Task => Word for word, repeat the lines of the records from the first line up to and including the line that contains "box: [0, 97, 17, 173]", passing over any pictures.

Record extracts =>

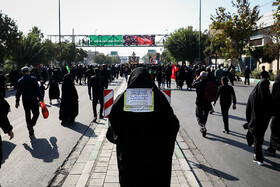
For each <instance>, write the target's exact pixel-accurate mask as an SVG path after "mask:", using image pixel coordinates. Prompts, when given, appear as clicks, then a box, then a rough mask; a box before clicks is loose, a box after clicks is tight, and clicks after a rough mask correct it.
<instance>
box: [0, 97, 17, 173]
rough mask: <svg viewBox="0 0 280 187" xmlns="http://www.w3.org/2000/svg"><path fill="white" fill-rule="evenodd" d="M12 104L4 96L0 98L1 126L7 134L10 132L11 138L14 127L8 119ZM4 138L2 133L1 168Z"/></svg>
mask: <svg viewBox="0 0 280 187" xmlns="http://www.w3.org/2000/svg"><path fill="white" fill-rule="evenodd" d="M9 108H10V105H9V104H8V103H7V101H6V100H5V99H4V98H0V128H1V129H2V130H3V131H4V133H5V134H8V135H9V136H10V140H11V139H12V138H13V137H14V133H13V131H12V130H13V127H12V126H11V124H10V121H9V119H8V116H7V115H8V111H9ZM2 156H3V153H2V139H1V135H0V168H1V163H2Z"/></svg>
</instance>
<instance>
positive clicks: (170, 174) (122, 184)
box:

Exercise solution =>
For each <instance>, write the target's exact pixel-accurate mask as an SVG path after "mask:", using image pixel coordinates. Prompts, when given, appear as clicks, then a box, then a rough mask; a box before clicks is loose, a box after clicks is tight, and clicks after a rough mask correct it.
<instance>
box: [0, 97, 17, 173]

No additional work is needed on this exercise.